Había tenido
mucha suerte con el tiempo que había podido disfrutar hasta el momento. Todos
los días soleados, ni una sola amenaza de lluvia…Eso era muy raro en el Caribe
en el mes de mayo, cuando ya empieza la temporada de lluvias. La buena racha se
rompió, justo, el último día.
Amaneció
tormentoso, con chaparrones intermitentes que hacían imposible la permanencia
en la playa. Como no había recibido ninguna noticia de la hora en la que
pasarían a recogerme, en cuanto terminé de desayunar dejé el equipaje hecho para estar
preparado para la partida, además tenía que dejar libre la habitación.
Los días de
salida de un hotel se me hacen tremendamente incomodos. Sobre todo, cuando el
medio de transporte no depende de mí y tengo que esperarlo sin poder hacer uso
de las pertenencias ya empaquetadas y almacenadas en una especie de almacén con
otros muchos equipajes; el tiempo se me hace interminable, y más en este caso
que, como ya he dicho, no tenía ninguna referencia de la hora de recogida.
Suponía que sería por la tarde, porque el avión salía del aeropuerto de La
Habana a primera hora de la noche, pero era eso, una suposición.
Traté de
entretenerme con las actividades que los monitores de animación intentaban,
dentro del hotel, claro, la lluvia no permitía otra cosa. Llegó la hora de la
comida y yo seguía sin tener ninguna noticia.
Mi
nerviosismo seguía creciendo, y más, cuando por la tarde empezaron a llegar al
hotel autobuses de diferentes agencias para llevar pasajeros a La Habana. A cada
uno que llegaba le preguntaba si tenía mi nombre. La respuesta era siempre
negativa.

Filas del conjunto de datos
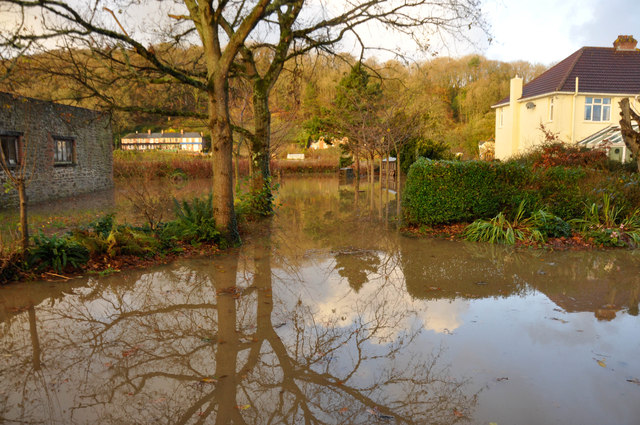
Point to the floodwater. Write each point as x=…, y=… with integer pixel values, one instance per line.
x=327, y=315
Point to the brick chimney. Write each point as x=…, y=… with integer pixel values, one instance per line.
x=625, y=42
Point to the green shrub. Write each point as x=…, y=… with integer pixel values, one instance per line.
x=11, y=265
x=439, y=192
x=125, y=240
x=422, y=148
x=560, y=190
x=604, y=223
x=551, y=226
x=95, y=243
x=194, y=222
x=57, y=253
x=103, y=225
x=502, y=230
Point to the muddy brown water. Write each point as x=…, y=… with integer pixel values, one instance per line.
x=326, y=314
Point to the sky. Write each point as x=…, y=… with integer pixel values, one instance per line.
x=536, y=31
x=547, y=31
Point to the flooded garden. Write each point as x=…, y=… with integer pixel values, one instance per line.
x=328, y=314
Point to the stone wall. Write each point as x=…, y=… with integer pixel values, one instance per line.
x=39, y=122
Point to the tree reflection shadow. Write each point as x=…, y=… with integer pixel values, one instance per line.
x=210, y=344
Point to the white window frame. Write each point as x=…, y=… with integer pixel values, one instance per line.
x=64, y=150
x=597, y=109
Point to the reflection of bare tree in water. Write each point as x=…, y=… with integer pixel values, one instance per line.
x=196, y=346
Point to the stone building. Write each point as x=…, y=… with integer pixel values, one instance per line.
x=67, y=149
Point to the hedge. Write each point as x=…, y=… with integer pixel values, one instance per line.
x=439, y=192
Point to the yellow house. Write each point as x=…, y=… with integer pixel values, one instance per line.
x=575, y=99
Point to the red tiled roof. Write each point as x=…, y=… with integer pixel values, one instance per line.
x=599, y=70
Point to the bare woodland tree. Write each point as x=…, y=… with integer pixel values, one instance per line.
x=630, y=136
x=198, y=46
x=18, y=176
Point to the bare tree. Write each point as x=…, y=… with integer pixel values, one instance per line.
x=630, y=136
x=14, y=162
x=298, y=35
x=197, y=44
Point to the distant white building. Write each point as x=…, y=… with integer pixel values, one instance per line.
x=189, y=141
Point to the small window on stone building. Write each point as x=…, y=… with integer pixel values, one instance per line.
x=63, y=150
x=11, y=149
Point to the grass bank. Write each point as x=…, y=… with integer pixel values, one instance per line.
x=161, y=164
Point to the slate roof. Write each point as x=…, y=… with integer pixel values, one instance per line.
x=162, y=135
x=599, y=69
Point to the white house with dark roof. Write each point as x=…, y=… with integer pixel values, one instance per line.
x=575, y=99
x=183, y=141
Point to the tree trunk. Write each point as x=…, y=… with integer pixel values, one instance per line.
x=260, y=150
x=629, y=135
x=398, y=198
x=356, y=154
x=24, y=224
x=222, y=150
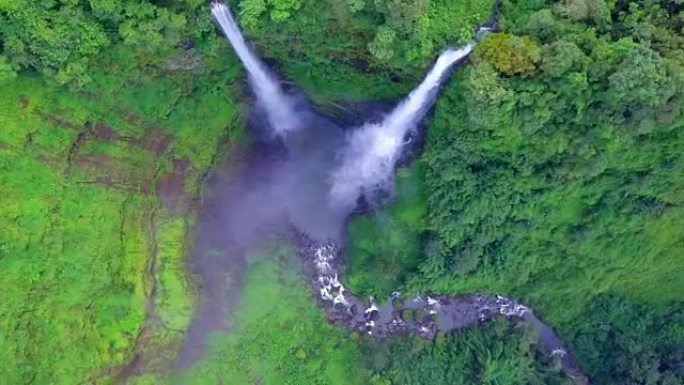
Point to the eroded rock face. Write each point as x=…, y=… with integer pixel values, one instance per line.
x=425, y=315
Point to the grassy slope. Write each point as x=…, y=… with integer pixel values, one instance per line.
x=280, y=337
x=96, y=191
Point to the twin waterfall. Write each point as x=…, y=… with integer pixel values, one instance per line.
x=361, y=163
x=372, y=150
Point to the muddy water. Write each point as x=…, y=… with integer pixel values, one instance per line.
x=425, y=314
x=231, y=220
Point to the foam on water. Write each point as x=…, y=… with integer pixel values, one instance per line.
x=372, y=152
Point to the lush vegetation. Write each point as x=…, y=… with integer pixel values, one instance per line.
x=552, y=172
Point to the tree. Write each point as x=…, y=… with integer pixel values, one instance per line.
x=509, y=54
x=381, y=46
x=7, y=71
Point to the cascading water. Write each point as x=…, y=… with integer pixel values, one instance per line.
x=278, y=106
x=369, y=160
x=294, y=189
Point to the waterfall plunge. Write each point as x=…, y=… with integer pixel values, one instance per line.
x=372, y=151
x=278, y=106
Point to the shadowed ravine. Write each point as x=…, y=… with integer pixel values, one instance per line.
x=308, y=173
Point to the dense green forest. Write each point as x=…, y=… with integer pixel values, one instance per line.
x=552, y=172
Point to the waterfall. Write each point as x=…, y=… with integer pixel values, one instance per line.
x=368, y=161
x=278, y=106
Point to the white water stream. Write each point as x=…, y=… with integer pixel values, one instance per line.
x=373, y=150
x=278, y=106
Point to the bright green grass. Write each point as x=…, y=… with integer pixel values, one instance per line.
x=280, y=336
x=81, y=221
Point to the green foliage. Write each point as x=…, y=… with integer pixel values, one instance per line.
x=381, y=46
x=6, y=70
x=509, y=54
x=496, y=354
x=355, y=48
x=385, y=247
x=553, y=173
x=279, y=335
x=84, y=220
x=638, y=345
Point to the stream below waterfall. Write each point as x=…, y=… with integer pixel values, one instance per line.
x=308, y=173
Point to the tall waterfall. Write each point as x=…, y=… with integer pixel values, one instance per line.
x=278, y=106
x=373, y=150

POR HACER: Prolongue el relato sobre la espera de la recogida en el hotel del Caribe, comenzando inmediatamente después de su última oración.

RESPUESTA SOLICITADA:
De tiempo en
tiempo pasaba por la recepción del hotel a ver si habían recibido alguna nota
sobre cuando pasaría alguien a recogerme. Nadie sabía nada, seguía lloviendo,
seguían llegando autobuses de agencias a
recoger pasajeros para La Habana, pero en ninguna de las listas que llevaban
estaba mi nombre. Empezaba a pensar que me iba a quedar en Cuba.
Ya
anochecía, y gracias a las nubes de tormenta, más temprano que el resto de los
días, cuando apareció por el hotel un cubano bastante gordo preguntando por mí.
Era el chofer que me iba a llevar al aeropuerto, en un coche Hyundai de los que
había comprado el gobierno cubano para utilizarlos como taxis. Por fin me pude
relajar un poco.
No
demasiado, cuando nos metimos en la carretera, ya noche cerrada, no había ni
una sola luz que la iluminase, no entendía como el chofer no se perdía en
aquella obscuridad, posiblemente no tenía otra carretera alternativa que le
pudiese equivocar en su trayecto para llegar al aeropuerto. El chofer me iba
hablando de cosas intrascendentes a las que yo no ponía mucha atención, cuando,
de pronto, me sorprendió con una pregunta que me sacó de mis cavilaciones.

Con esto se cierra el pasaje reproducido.